* **Extracted information**:
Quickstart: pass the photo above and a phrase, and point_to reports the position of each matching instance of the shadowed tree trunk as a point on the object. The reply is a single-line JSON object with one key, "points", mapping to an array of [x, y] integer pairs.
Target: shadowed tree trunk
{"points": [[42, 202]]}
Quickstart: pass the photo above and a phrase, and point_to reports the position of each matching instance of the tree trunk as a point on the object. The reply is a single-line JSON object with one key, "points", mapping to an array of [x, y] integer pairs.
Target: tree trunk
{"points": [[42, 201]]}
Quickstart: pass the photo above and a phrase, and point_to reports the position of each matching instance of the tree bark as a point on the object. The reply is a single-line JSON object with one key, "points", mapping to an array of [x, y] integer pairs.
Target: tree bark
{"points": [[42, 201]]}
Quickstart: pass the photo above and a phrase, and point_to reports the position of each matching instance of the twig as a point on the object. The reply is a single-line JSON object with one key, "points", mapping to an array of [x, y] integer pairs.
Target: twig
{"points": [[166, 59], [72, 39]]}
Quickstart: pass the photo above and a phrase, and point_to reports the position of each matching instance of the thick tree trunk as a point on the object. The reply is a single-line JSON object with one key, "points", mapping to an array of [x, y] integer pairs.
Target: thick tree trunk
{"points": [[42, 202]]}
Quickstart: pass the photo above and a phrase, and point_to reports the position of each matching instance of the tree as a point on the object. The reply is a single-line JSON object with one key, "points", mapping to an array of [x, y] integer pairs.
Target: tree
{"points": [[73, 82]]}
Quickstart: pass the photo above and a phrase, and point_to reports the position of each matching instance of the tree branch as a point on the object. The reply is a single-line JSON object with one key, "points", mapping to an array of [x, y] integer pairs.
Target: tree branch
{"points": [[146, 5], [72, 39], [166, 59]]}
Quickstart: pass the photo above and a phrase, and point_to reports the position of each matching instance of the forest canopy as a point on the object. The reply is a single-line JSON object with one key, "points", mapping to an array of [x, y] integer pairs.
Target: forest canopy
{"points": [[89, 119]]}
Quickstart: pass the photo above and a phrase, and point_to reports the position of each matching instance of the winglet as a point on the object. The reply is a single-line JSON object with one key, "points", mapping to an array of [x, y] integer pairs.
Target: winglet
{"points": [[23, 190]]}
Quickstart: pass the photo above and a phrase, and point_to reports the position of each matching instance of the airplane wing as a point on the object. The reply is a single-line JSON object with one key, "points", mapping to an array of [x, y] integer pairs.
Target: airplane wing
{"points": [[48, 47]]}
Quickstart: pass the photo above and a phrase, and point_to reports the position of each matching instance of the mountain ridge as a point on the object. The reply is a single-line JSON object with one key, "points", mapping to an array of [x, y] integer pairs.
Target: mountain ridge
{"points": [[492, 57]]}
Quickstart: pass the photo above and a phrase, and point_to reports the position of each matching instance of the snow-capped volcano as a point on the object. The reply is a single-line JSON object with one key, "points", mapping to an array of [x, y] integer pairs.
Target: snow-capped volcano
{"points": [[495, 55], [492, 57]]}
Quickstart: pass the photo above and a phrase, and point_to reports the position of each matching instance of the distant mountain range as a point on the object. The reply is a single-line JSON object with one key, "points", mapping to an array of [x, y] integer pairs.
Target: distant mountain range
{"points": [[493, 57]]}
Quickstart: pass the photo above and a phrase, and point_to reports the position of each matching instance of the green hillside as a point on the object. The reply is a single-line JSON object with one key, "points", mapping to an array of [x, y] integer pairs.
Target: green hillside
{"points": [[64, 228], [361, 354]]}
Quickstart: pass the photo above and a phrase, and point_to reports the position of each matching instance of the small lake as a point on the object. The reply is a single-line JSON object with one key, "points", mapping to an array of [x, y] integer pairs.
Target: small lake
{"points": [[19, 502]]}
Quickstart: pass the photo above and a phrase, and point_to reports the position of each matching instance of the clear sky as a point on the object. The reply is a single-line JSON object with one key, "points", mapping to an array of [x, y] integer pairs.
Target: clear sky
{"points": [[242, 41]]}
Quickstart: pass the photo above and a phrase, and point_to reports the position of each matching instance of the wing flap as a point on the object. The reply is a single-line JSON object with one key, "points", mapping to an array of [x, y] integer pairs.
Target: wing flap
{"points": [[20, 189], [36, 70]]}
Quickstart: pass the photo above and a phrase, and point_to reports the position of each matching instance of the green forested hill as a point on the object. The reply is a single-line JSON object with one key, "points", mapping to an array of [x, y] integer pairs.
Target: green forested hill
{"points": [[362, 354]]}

* **Instructions to follow**: Keep only the lines from the one containing "Target: clear sky" through the final line of the records, and transcribe them exactly.

* **Exercise answer**:
Target: clear sky
{"points": [[242, 41]]}
Quickstart: pass the photo above and a phrase, and point_to reports the position of each matching instance of the wing flap as a point on the object. The reply is a single-line JSON object with one key, "points", mapping to an array of [x, y] integer pairs.
Target: wing flap
{"points": [[20, 189], [36, 70]]}
Quickstart: pass the photo above and a phrase, and point_to reports the position of each matching instance of the green forested hill as a point on the object. The reply is a single-line JSON object with one key, "points", mapping to an array of [x, y] integer pairs.
Target: green forested hill
{"points": [[362, 354]]}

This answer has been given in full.